Aim: Rewrite the lines of the records below as a numbered list, starting with the line that contains "oven in the picture above." and going through the end of the records. Leave out any blank lines.

----

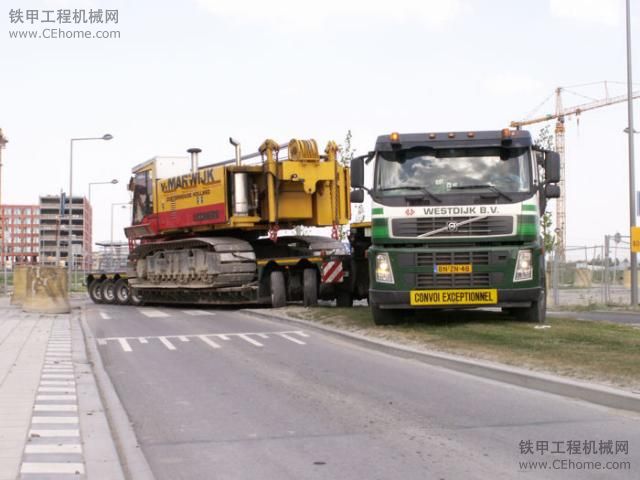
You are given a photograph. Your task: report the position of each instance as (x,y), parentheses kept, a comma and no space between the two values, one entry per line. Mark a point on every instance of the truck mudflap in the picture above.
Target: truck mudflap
(520,297)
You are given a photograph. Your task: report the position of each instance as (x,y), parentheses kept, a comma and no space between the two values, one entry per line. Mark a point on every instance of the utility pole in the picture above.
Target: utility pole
(632,173)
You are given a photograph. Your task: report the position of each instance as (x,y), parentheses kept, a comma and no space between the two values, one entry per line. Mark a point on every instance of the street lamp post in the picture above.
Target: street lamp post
(70,247)
(3,142)
(632,173)
(90,253)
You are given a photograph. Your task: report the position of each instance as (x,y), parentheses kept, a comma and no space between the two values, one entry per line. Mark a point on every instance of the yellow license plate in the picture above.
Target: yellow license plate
(465,268)
(485,296)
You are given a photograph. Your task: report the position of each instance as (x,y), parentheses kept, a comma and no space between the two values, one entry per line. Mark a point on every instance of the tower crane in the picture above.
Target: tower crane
(560,115)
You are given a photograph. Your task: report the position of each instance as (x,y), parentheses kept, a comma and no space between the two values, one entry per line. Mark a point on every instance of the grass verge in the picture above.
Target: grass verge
(595,351)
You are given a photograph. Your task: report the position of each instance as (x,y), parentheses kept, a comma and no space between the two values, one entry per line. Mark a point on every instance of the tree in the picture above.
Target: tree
(545,141)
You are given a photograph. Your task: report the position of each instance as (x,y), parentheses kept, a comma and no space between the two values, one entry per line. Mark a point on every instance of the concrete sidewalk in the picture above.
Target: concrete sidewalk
(51,416)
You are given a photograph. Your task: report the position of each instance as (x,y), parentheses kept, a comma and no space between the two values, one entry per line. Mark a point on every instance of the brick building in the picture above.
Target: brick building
(20,230)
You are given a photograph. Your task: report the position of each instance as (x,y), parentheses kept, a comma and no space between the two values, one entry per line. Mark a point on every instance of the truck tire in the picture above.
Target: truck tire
(95,291)
(278,290)
(309,287)
(135,298)
(536,313)
(384,317)
(122,292)
(344,299)
(108,292)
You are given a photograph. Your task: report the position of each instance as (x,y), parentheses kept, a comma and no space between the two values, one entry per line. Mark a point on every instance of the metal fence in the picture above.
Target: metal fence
(592,275)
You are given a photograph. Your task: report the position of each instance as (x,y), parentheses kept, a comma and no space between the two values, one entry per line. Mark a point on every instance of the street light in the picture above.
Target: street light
(111,182)
(3,142)
(107,136)
(632,173)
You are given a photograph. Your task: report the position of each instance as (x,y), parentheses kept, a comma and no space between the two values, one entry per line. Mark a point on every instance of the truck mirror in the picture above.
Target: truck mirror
(357,172)
(552,167)
(357,196)
(551,191)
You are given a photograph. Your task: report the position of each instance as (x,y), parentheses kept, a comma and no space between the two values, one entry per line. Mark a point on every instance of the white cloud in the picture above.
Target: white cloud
(607,12)
(297,14)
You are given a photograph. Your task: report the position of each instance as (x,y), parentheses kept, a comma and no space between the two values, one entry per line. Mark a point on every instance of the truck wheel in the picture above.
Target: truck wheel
(278,291)
(135,298)
(108,292)
(384,317)
(344,299)
(95,291)
(122,292)
(537,312)
(309,287)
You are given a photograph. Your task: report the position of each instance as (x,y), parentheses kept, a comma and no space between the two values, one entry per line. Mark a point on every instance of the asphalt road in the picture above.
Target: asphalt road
(215,394)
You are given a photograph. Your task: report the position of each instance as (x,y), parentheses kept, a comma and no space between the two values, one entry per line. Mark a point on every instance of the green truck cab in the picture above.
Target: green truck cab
(455,222)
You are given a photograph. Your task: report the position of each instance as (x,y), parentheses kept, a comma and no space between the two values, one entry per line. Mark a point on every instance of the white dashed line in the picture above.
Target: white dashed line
(208,341)
(52,468)
(152,313)
(167,343)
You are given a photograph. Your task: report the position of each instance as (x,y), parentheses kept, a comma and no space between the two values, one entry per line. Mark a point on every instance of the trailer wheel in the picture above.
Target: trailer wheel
(122,292)
(108,292)
(95,291)
(344,299)
(309,287)
(384,317)
(135,298)
(278,290)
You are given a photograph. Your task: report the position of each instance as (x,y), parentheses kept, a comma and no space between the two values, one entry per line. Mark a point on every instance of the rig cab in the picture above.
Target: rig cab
(456,221)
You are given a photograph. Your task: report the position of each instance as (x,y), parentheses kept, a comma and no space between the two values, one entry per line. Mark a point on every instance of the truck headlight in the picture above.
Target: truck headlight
(384,274)
(524,267)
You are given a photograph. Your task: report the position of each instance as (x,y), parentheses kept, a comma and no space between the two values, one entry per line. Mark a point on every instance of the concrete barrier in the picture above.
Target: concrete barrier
(19,285)
(47,290)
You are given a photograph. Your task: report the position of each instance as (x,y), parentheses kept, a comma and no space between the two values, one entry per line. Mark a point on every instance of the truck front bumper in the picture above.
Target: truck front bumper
(517,297)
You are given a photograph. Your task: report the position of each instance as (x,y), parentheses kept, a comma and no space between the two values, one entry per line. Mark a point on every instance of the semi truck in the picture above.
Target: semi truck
(210,234)
(455,222)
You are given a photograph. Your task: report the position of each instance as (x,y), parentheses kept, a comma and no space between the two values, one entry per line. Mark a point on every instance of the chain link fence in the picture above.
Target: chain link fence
(591,276)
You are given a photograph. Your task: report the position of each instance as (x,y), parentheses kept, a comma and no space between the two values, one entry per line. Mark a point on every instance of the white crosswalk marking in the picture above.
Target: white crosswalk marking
(197,313)
(152,313)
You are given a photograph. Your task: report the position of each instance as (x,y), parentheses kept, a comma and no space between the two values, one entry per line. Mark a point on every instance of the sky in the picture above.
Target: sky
(194,72)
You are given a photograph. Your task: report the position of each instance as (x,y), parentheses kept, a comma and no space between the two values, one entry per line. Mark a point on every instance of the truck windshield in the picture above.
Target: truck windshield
(454,170)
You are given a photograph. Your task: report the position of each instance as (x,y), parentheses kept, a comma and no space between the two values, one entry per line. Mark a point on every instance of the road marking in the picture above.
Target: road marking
(51,468)
(152,313)
(250,340)
(208,341)
(54,448)
(43,407)
(56,397)
(55,420)
(37,432)
(167,343)
(291,339)
(57,389)
(124,344)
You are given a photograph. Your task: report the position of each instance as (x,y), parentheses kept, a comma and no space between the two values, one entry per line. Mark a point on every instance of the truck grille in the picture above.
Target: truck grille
(451,258)
(473,280)
(412,227)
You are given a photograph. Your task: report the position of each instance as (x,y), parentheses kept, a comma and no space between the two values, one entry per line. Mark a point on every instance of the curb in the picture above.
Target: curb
(133,462)
(597,394)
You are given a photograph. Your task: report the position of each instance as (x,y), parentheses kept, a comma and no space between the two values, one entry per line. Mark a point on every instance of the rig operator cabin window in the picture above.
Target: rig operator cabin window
(142,205)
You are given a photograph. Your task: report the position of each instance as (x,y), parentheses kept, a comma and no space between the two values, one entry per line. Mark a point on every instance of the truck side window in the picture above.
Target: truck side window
(142,202)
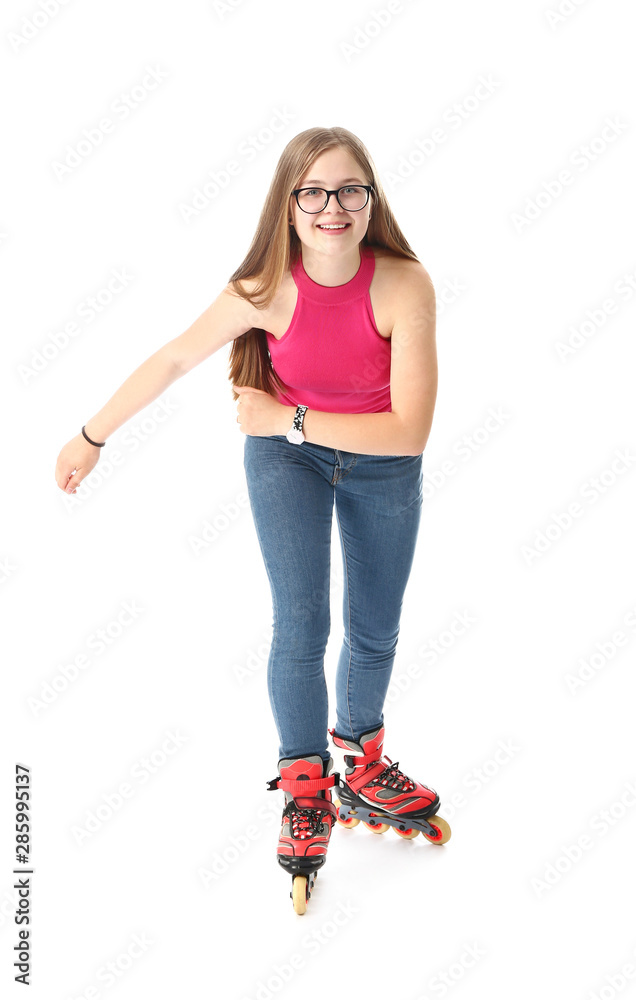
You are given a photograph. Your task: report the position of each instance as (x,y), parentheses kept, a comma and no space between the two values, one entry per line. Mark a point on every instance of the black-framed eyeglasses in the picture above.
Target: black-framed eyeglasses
(351,197)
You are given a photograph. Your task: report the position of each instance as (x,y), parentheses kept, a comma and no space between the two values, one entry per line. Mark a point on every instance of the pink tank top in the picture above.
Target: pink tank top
(332,357)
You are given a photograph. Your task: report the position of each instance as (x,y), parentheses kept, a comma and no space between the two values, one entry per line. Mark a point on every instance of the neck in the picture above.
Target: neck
(328,270)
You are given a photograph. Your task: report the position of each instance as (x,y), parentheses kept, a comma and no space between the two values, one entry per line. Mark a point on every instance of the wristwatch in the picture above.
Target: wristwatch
(295,433)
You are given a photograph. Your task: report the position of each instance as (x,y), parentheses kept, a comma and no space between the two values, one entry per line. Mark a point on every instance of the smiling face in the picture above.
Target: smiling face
(332,169)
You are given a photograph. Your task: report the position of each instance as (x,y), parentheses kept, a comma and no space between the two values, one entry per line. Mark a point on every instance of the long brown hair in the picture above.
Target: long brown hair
(275,247)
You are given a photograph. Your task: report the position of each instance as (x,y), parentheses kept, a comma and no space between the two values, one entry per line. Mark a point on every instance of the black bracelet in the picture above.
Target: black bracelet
(92,442)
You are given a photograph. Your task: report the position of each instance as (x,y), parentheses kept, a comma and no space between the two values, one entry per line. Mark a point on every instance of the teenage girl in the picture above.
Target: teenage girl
(334,370)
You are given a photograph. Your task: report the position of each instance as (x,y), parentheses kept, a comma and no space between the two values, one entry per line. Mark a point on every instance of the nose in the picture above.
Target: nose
(337,207)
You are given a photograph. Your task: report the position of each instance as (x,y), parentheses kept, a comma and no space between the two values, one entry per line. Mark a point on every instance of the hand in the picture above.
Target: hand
(76,459)
(259,414)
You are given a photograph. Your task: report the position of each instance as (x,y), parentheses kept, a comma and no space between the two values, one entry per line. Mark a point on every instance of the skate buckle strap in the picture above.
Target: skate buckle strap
(303,787)
(319,805)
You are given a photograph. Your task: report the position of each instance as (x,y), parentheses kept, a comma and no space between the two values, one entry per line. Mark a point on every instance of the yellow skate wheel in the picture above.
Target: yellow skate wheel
(442,830)
(299,893)
(347,823)
(407,834)
(378,828)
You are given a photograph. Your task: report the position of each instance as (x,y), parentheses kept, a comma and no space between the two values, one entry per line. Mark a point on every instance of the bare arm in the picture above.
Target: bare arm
(405,430)
(227,318)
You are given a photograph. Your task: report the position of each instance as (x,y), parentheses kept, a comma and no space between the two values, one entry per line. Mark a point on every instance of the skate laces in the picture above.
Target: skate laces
(392,777)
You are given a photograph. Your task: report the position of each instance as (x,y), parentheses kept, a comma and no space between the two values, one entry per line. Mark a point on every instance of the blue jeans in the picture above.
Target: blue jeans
(378,500)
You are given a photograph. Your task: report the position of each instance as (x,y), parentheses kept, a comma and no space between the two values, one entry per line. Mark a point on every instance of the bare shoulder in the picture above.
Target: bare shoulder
(407,272)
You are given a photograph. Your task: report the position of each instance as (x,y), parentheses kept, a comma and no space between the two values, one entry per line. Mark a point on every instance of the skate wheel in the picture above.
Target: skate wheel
(299,893)
(406,834)
(348,823)
(378,828)
(442,830)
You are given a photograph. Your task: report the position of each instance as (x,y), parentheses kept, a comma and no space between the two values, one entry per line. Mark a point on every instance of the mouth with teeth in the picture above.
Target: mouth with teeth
(333,227)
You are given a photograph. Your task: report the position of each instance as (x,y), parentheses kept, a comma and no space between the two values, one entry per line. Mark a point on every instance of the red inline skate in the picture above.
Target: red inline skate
(307,822)
(374,790)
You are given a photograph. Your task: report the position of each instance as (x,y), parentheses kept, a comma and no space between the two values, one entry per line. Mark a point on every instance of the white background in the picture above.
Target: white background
(186,863)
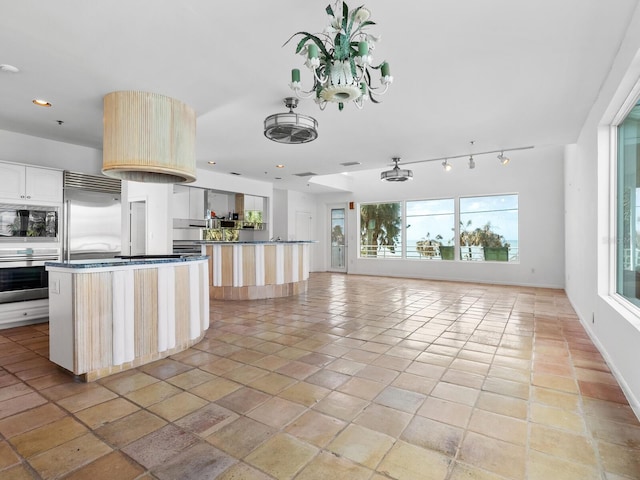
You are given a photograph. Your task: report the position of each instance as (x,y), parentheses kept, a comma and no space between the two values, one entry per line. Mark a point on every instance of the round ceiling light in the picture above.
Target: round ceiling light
(396,174)
(290,127)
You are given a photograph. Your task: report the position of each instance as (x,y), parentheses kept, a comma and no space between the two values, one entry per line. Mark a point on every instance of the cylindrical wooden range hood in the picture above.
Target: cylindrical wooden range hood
(148,138)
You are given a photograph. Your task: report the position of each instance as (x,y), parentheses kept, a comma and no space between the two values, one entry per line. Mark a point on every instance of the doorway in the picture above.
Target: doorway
(338,239)
(138,227)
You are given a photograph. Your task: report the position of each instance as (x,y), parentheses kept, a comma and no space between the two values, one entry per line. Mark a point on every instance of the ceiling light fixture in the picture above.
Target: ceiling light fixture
(503,160)
(465,155)
(6,68)
(148,138)
(340,60)
(290,127)
(40,102)
(396,174)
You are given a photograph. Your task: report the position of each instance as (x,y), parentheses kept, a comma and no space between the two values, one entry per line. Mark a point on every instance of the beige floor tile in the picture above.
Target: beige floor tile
(383,419)
(25,421)
(8,457)
(362,445)
(129,381)
(282,456)
(445,411)
(215,389)
(106,412)
(152,394)
(304,393)
(131,428)
(620,460)
(561,444)
(498,426)
(409,462)
(18,472)
(241,471)
(112,466)
(272,383)
(277,412)
(467,382)
(69,456)
(557,417)
(177,406)
(80,401)
(315,428)
(48,436)
(326,465)
(340,405)
(362,388)
(190,379)
(494,455)
(543,467)
(241,437)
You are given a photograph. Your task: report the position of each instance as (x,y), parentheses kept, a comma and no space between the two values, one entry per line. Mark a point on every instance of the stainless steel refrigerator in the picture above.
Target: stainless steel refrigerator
(92,217)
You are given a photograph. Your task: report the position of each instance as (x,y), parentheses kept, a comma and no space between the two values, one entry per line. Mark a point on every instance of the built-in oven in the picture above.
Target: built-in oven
(28,223)
(22,273)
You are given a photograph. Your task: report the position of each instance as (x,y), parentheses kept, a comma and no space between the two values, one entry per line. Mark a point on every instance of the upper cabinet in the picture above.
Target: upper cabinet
(188,202)
(30,185)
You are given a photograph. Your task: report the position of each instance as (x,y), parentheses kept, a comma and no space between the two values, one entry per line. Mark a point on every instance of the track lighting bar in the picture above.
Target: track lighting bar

----

The answer:
1. You are given a photograph. Your task: report the position of each instance as (x,y), parentheses kept, a comma and no space between the two values, one entry per line. Mark a point on every instance of the built-in oven in the picture above.
2. Target: built-in oven
3. (28,223)
4. (22,273)
5. You are given a photograph. Your task: report the position of each instance as (x,y), parentheses kept, a comma and no space between the two values, one entry per line. Mark a point on every instance of the upper cabinet in the picture above.
6. Target: upper cabinet
7. (188,202)
8. (30,185)
9. You are given a photograph. Your task: report the position of each instance as (x,y), parentheses kept, a comma and no space between the two values, one entry per line. Mark a point on every instance of the track lighting bar in the picture above.
10. Target: track lighting bar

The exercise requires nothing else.